WRITTEN EXERCISE » Reproduce every row below word for word, omitting the pictures.

[Dataset rows on where objects appear]
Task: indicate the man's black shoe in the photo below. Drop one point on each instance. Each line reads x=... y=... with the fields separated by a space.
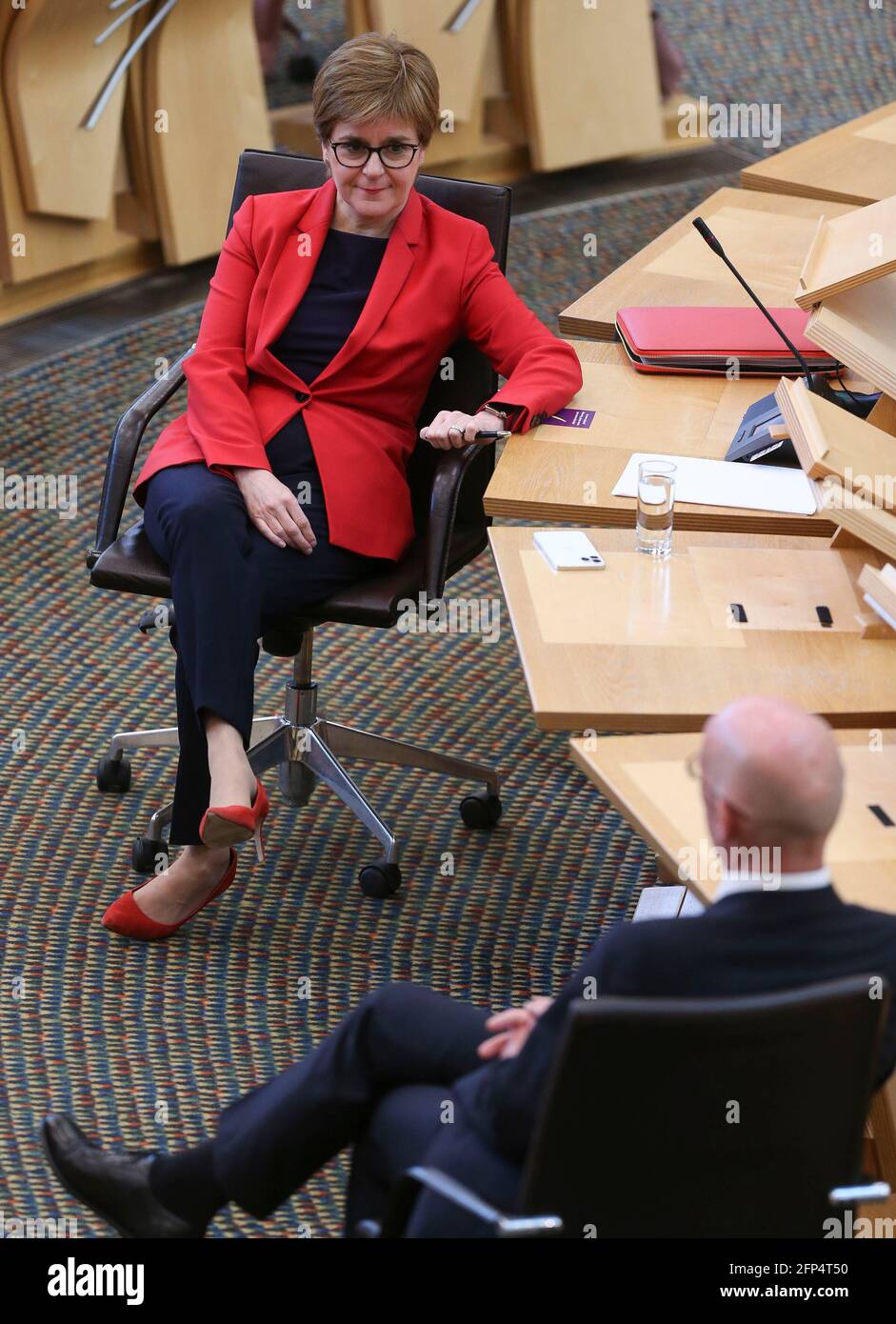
x=114 y=1185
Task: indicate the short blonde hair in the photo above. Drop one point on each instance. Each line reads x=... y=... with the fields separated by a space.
x=376 y=77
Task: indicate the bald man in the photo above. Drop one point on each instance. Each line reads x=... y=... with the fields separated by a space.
x=772 y=785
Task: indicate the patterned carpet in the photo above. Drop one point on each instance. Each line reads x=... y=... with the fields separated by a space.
x=146 y=1044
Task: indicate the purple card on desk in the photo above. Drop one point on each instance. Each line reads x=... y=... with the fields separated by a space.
x=569 y=418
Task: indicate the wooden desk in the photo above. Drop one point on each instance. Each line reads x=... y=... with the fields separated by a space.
x=567 y=474
x=852 y=163
x=646 y=780
x=646 y=645
x=766 y=236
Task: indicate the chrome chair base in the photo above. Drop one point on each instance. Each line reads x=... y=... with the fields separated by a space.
x=309 y=749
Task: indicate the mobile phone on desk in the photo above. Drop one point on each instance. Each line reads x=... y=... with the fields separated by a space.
x=567 y=550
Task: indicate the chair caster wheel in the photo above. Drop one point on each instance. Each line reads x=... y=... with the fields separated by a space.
x=482 y=809
x=380 y=879
x=146 y=854
x=114 y=774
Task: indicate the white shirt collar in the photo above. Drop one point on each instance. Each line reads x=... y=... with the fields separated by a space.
x=732 y=883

TASK RESULT »
Task: indicate the man's black shoe in the photo below. Drop one point on each instance. Each line reads x=... y=... with the fields separated by a space.
x=114 y=1185
Task: indicate the short blonde hair in the photo above. Drop one point on each instance. Each line reads x=... y=... with the fields separated by a space.
x=376 y=77
Task: indicate the bald man in the photo above. Drop one point on each instance. Each line reads x=... y=... with the fields separated by a space.
x=772 y=785
Task: indicate the patterned carpet in the photo above. Drop one point on each instance. Each line reads x=... y=... with the fields separated by a space.
x=146 y=1044
Task: indicate the purple card on desk in the photo above. Drop one point on each instance. Each line reads x=... y=... with the fields separated by a space.
x=569 y=418
Task: indicate the wooden desk in the photo above. Drop one point on each instance. Each line reads x=... y=... with the fields separated by a space.
x=567 y=474
x=852 y=163
x=646 y=780
x=646 y=645
x=766 y=236
Task: indicate the chrome chair base in the photo above. Drop one point on each instance. Each line reads x=... y=... with the fields separated by a space.
x=309 y=749
Task: indicate the mobile phone on desk in the photo above. Drop one point on each instance. Each line reads x=... y=... with the fields separated by a space.
x=567 y=550
Task: indicate the chair caster wheel in the photo above. Drop one point on each instance. Each line reads x=... y=... with the fields separated by a space.
x=482 y=809
x=380 y=879
x=146 y=854
x=114 y=774
Task: indicate the white shirt collar in the photo above. Drop one point on each instance. Each line reads x=... y=... with the fields separated by a space.
x=732 y=883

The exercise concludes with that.